[Artikel]
◆ ◆ ◆ ◆ ◆ ◆ ◆
1 Toen kwam Jozef en boodschapte Farao, en zeide: Mijn vader en mijn broeders, en hun schapen, en hun runderen, met alles wat zij hebben, zijn gekomen uit het land Kanaan, en zie, zij zijn in het land Gosen.

2 En hij nam een deel zijner broederen, te weten vijf mannen, en hij stelde hen voor Farao's aangezicht.

3 Toen zeide Farao tot zijn broederen: Wat is uw hantering? En zij zeiden tot Farao: Uw knechten zijn schaapherders, zo wij als onze vaders.

4 Voorts zeiden zij tot Farao: Wij zijn gekomen, om als vreemdelingen in dit land te wonen; want er is geen weide voor de schapen, die uw knechten hebben, dewijl de honger zwaar is in het land Kanaan; en nu, laat toch uw knechten in het land Gosen wonen!
◆ ◆ ◆ ◆ ◆ ◆ ◆
(Brongegevens)
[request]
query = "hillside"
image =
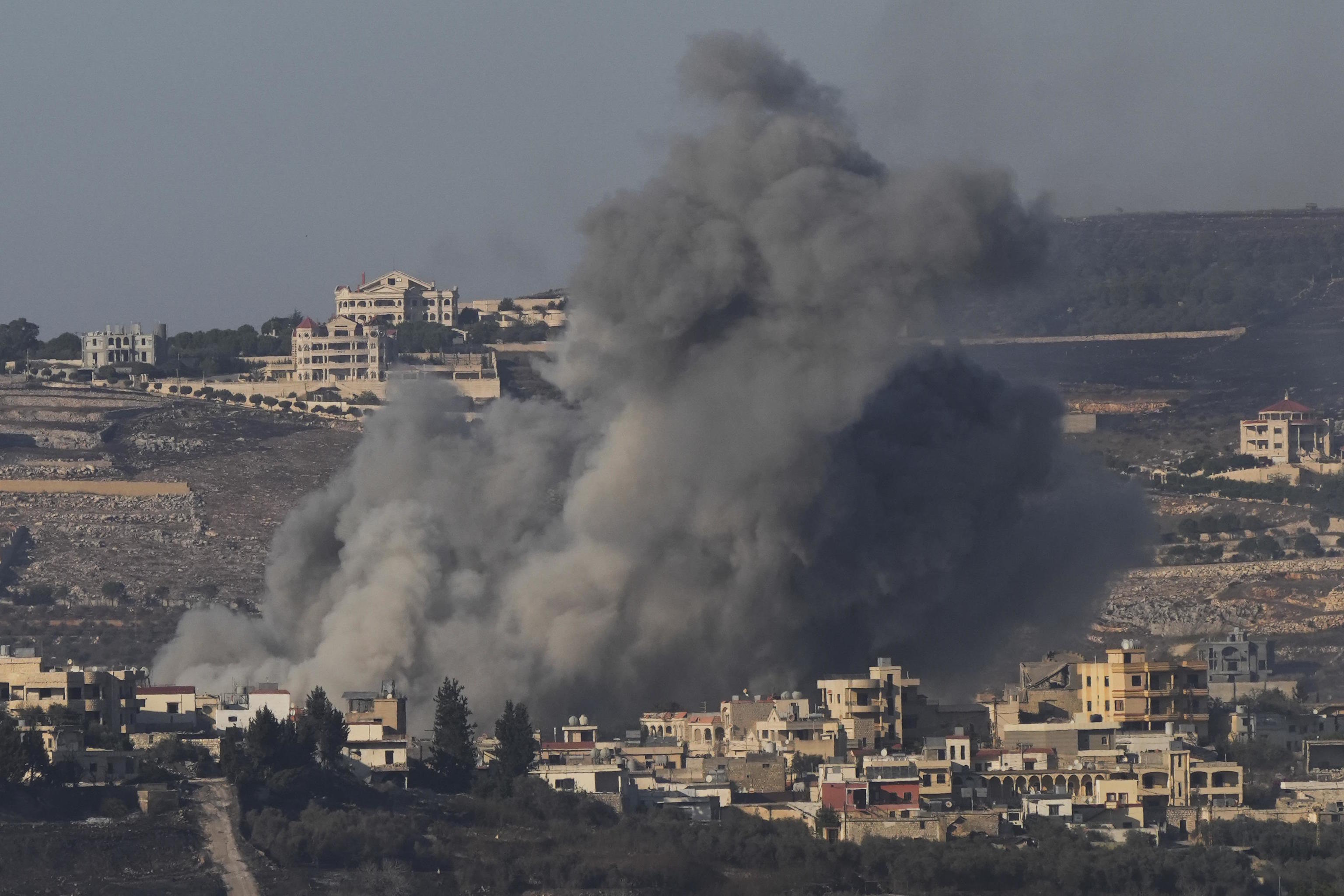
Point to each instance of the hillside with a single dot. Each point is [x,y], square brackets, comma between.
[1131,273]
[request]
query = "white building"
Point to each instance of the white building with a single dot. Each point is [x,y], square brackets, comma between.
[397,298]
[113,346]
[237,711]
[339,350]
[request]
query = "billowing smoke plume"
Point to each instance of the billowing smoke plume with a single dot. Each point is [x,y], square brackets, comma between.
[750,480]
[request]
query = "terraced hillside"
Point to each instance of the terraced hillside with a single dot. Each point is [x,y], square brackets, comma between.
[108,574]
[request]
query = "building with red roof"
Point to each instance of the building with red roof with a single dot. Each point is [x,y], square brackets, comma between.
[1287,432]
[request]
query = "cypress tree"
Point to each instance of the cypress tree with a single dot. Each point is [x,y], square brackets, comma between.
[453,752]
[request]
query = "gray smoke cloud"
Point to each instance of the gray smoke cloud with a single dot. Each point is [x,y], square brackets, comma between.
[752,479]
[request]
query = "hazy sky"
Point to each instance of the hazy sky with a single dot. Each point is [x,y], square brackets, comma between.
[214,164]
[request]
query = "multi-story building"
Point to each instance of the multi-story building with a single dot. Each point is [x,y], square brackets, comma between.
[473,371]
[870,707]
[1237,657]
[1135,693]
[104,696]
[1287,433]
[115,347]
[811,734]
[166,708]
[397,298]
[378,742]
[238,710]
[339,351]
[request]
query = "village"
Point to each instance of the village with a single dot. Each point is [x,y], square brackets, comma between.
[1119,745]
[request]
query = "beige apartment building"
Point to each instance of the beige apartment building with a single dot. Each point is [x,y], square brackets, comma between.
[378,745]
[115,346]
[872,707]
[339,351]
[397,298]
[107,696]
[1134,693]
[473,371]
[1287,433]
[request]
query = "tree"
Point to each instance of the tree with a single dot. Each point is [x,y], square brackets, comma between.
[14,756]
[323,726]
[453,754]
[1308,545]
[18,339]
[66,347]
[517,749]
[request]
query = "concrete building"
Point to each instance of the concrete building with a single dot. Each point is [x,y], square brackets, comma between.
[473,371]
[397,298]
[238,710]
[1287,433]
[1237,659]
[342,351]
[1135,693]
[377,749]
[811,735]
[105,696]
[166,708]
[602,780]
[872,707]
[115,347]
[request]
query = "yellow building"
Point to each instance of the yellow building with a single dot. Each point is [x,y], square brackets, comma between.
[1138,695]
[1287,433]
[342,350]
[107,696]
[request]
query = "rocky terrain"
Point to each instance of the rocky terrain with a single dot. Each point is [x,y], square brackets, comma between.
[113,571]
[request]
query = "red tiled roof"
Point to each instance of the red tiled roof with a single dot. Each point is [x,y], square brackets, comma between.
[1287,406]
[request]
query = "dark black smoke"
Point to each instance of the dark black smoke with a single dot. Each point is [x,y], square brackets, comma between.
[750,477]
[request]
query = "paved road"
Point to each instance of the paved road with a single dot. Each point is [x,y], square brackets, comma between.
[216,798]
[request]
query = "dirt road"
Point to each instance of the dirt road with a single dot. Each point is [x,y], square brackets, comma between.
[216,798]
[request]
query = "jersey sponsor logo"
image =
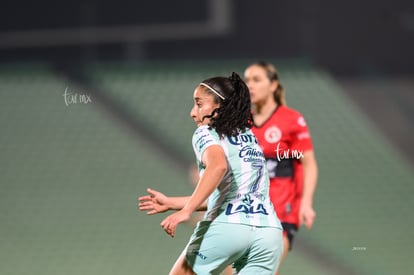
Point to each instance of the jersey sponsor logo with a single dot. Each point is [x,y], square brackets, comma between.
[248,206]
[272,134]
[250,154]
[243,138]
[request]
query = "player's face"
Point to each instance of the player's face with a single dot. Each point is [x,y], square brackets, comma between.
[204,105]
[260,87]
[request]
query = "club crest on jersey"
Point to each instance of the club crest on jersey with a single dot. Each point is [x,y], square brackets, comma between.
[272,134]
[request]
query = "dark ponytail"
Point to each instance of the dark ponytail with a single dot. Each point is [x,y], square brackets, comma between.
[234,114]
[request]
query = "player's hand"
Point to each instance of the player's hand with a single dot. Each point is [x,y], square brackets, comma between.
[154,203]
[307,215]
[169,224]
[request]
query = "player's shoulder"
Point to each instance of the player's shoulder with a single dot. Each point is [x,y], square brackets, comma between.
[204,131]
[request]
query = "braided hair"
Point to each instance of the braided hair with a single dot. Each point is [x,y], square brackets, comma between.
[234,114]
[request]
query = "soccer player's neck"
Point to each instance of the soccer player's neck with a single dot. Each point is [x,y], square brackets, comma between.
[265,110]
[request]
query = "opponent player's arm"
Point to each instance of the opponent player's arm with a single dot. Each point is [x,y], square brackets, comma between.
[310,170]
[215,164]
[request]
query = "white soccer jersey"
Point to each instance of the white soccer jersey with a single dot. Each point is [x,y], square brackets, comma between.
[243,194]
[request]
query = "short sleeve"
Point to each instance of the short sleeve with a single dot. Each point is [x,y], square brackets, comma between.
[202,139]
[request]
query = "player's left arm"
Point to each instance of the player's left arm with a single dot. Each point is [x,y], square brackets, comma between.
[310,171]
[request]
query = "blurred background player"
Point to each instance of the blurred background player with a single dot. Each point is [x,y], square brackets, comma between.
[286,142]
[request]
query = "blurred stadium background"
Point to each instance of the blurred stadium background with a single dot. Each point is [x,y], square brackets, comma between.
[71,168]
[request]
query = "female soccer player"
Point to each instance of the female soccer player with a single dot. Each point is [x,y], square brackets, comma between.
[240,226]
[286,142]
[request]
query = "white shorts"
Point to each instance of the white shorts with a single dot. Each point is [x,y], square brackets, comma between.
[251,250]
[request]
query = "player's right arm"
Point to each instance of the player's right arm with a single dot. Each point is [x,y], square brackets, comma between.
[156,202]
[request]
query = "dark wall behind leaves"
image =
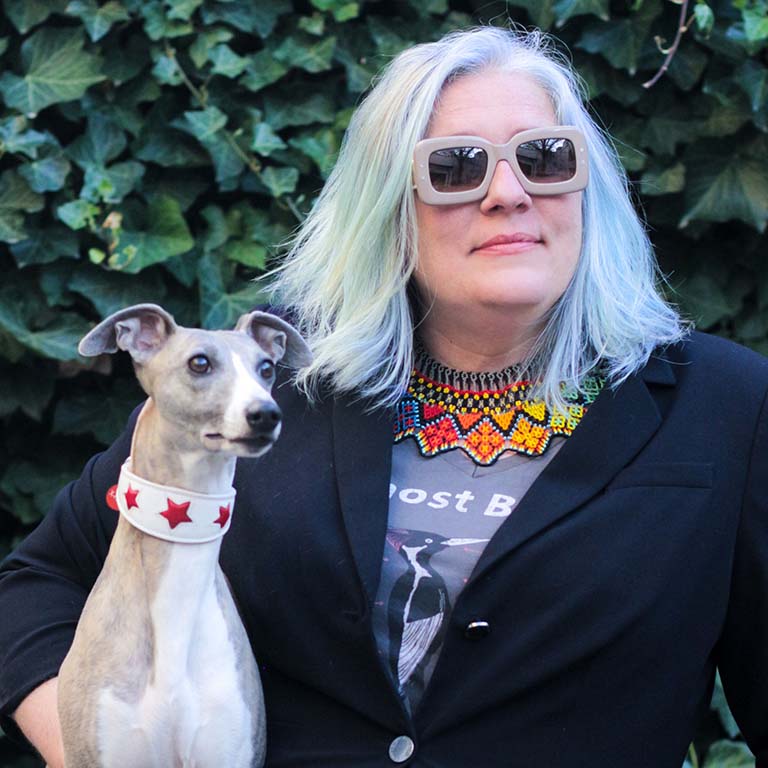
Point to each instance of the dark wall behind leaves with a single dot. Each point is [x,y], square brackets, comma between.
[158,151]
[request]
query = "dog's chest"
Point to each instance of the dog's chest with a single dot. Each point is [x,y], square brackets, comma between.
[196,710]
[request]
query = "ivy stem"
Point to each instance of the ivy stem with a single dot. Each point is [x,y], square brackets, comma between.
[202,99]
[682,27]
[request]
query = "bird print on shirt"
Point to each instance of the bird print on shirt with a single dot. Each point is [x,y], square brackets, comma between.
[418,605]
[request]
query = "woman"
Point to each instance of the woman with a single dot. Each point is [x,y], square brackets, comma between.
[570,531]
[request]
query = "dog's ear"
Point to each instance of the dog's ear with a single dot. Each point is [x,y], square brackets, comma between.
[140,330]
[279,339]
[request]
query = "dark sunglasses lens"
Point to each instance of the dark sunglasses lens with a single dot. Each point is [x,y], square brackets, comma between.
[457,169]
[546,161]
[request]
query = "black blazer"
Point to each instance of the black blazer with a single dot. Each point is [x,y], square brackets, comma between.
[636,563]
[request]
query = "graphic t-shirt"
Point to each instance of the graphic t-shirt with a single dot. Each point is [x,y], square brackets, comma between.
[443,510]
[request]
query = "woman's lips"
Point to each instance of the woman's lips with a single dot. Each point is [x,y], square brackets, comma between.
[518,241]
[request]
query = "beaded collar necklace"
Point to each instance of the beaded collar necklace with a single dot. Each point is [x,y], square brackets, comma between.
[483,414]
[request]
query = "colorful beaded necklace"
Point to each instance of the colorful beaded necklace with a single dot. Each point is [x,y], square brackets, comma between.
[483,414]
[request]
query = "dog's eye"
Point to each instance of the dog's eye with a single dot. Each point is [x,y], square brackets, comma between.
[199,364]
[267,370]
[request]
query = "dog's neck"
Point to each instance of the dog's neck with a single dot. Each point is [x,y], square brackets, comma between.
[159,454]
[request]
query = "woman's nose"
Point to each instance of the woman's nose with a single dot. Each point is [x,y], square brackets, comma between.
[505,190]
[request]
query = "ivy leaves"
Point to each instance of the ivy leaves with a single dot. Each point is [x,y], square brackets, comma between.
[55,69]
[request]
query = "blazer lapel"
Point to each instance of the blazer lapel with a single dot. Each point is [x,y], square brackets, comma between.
◆ ◆ ◆ ◆ ◆ ◆ ◆
[Opdrachten]
1. Vat in de tekst over Jozef en Farao de alinea die begint met "Voorts zeiden zij tot Farao" samen als een korte opsomming van de belangrijkste feiten.
2. Zoek in de lijst hierboven elke regel waarin het woord "lapel" voorkomt en neem die regels over. Hoofdletters en kleine letters tellen mee.

[Antwoorden]
1.
- De broers zeggen tegen Farao dat zij gekomen zijn om als vreemdelingen in het land te wonen.
- Er is geen weide voor hun schapen, omdat de honger in het land Kanaan zwaar is.
- Zij vragen Farao of zij in het land Gosen mogen wonen.

2.
query = "blazer lapel"
Point to each instance of the blazer lapel with a single dot. Each point is [x,y], square brackets, comma between.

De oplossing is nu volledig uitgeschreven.